Recorded data:
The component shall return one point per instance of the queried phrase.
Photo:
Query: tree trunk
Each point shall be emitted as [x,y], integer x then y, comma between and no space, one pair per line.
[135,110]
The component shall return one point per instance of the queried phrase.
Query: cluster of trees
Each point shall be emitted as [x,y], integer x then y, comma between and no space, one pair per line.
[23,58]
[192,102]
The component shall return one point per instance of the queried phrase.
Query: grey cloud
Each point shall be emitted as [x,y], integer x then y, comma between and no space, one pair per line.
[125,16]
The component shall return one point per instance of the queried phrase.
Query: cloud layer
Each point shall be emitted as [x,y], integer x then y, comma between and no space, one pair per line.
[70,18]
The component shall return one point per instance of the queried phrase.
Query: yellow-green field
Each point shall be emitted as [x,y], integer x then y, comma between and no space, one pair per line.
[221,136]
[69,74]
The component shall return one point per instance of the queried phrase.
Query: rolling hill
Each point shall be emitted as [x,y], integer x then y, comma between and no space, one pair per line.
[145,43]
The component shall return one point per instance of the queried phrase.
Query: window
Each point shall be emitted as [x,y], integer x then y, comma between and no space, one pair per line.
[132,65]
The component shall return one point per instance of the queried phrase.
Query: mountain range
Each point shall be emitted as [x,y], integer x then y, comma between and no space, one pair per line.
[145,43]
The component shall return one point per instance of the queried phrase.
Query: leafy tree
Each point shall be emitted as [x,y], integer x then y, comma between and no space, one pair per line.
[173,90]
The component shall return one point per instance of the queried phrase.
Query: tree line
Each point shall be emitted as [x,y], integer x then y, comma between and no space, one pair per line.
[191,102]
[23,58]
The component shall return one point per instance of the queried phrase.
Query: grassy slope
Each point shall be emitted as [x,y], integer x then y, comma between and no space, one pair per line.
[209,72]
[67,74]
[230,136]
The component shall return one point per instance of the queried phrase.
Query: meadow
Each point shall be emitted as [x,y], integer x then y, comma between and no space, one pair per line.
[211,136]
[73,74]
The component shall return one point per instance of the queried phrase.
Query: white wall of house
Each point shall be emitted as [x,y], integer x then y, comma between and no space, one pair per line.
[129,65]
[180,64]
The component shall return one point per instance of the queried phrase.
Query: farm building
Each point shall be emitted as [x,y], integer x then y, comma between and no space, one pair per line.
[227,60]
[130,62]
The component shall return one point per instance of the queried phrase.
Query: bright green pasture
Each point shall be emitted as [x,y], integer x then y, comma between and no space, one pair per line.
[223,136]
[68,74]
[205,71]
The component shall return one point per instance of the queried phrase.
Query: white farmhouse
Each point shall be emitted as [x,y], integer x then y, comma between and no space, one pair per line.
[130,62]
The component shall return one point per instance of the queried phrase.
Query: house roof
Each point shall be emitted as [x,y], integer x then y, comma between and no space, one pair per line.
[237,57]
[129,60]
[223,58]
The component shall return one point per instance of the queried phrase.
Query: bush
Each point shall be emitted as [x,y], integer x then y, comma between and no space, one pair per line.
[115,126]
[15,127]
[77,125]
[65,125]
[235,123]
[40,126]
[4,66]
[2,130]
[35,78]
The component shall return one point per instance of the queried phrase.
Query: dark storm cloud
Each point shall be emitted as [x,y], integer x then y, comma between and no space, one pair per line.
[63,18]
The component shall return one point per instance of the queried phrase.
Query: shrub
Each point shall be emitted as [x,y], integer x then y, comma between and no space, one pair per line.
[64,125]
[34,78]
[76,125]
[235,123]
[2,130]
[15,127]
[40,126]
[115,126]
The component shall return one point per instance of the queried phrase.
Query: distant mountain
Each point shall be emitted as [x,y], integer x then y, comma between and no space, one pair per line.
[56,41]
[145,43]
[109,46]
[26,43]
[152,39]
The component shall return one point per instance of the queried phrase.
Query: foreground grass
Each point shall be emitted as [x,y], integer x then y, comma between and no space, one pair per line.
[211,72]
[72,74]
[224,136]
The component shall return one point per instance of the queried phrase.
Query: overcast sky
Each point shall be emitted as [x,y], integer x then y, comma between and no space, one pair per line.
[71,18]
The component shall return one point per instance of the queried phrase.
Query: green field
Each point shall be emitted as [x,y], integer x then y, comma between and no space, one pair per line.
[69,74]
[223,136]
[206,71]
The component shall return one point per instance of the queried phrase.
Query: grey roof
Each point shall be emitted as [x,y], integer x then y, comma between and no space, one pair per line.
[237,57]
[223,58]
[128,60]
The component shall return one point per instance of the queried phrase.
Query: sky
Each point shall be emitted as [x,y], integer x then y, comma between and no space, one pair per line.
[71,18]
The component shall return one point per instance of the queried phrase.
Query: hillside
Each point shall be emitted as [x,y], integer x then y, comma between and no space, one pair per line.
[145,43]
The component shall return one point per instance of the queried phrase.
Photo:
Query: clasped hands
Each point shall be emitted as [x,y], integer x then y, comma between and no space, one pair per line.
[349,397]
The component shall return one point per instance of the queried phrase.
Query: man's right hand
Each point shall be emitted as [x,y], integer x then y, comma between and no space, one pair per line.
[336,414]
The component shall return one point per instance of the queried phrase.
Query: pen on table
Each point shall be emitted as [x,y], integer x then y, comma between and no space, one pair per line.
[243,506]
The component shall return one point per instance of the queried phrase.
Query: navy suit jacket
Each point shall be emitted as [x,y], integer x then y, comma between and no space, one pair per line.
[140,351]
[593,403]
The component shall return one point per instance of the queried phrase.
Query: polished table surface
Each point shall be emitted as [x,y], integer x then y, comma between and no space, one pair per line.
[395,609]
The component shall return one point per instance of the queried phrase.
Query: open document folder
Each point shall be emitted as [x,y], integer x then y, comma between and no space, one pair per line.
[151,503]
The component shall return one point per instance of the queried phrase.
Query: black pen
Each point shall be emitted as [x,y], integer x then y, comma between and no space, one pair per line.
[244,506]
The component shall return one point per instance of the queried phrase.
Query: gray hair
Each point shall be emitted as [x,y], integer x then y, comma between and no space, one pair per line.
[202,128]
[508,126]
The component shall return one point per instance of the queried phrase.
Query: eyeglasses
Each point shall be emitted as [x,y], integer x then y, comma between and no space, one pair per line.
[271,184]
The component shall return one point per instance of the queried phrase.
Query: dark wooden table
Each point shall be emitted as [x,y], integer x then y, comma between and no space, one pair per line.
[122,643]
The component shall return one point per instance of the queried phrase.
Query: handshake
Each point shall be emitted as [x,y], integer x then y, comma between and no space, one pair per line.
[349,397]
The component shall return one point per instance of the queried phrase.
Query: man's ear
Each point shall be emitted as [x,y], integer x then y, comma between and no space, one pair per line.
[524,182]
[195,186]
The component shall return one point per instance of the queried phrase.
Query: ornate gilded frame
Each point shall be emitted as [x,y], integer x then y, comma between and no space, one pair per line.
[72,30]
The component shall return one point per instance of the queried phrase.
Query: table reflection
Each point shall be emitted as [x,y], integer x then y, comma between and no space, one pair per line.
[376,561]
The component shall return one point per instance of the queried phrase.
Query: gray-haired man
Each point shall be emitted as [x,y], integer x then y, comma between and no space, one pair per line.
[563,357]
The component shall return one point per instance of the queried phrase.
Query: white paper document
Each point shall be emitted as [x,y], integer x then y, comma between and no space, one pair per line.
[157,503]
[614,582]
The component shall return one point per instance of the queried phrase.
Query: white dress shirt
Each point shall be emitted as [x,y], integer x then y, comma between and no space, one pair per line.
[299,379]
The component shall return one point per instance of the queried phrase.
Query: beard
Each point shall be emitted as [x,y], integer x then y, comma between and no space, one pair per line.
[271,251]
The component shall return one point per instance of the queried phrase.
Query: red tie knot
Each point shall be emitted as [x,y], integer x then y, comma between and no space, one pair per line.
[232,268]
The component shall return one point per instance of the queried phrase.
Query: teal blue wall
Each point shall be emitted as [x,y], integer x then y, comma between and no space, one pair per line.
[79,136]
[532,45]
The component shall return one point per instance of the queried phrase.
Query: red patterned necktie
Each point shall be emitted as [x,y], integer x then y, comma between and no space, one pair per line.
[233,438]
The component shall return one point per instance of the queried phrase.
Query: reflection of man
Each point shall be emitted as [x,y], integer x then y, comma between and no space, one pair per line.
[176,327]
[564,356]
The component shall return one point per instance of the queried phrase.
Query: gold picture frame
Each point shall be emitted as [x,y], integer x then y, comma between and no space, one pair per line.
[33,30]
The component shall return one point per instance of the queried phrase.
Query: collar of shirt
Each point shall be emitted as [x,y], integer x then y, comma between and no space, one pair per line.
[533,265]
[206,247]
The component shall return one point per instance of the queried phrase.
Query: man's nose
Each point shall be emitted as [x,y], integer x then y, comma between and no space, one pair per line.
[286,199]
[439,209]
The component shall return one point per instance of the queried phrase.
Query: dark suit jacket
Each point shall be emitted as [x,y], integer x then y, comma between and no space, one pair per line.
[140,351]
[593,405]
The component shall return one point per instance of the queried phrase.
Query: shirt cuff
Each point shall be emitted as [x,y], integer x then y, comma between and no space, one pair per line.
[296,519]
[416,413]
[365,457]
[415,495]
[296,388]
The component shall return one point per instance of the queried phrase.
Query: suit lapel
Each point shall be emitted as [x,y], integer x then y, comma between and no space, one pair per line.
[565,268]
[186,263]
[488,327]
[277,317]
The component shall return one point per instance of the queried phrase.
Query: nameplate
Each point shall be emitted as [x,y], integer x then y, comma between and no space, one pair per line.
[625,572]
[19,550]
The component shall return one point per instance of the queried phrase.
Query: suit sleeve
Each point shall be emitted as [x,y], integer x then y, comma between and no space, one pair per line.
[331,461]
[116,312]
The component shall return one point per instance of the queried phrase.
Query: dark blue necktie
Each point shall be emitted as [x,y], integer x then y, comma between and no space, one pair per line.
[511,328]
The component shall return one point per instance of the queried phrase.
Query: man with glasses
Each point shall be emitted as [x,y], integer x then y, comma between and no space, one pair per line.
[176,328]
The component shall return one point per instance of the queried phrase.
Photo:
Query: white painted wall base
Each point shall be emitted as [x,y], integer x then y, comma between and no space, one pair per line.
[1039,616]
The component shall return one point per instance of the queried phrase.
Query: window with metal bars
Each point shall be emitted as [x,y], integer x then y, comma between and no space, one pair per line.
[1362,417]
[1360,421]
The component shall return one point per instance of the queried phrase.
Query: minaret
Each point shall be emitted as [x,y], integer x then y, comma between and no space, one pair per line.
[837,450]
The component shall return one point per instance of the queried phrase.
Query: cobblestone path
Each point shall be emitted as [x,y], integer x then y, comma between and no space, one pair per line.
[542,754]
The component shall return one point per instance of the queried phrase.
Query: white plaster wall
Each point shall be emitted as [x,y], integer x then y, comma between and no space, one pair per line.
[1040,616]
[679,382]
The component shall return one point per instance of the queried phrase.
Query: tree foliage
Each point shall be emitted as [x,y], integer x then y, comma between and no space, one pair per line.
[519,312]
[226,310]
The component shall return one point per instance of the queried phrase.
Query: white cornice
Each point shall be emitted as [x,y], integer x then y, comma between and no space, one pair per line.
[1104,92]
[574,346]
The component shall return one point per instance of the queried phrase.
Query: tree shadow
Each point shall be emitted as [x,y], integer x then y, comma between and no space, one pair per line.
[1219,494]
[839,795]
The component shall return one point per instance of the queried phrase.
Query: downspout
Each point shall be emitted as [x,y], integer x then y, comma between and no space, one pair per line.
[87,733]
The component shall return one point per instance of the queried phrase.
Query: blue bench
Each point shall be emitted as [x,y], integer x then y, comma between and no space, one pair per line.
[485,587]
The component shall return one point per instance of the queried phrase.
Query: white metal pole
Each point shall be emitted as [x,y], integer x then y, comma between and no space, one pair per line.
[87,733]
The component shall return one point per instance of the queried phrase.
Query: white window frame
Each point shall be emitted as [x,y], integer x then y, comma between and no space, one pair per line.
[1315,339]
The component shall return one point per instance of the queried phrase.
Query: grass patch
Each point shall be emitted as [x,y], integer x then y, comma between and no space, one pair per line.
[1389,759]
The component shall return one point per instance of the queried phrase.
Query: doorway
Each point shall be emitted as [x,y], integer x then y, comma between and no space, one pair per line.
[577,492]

Problem to work on:
Only the lines above, from the first through the one holding "Query: cloud layer", are to be output, and they must be copied exactly.

Written answer:
The component shall return one point per instance of the queried phrase.
Photo:
Query: tree trunk
Each point shall be emitted as [x,y], integer x then y, comma between and no space, one pair per line.
[135,110]
The component shall return one point per instance of the queried phrase.
Query: cluster of trees
Each point shall be emitted as [x,y], integer x then y, comma between and no space, one pair per line.
[23,58]
[192,102]
The component shall return one point per instance of the queried phrase.
Query: grey cloud
Each point shall be emitted as [x,y], integer x then y, comma between and no space, one pair per line.
[125,16]
The component shall return one point per instance of the queried phrase.
Query: cloud layer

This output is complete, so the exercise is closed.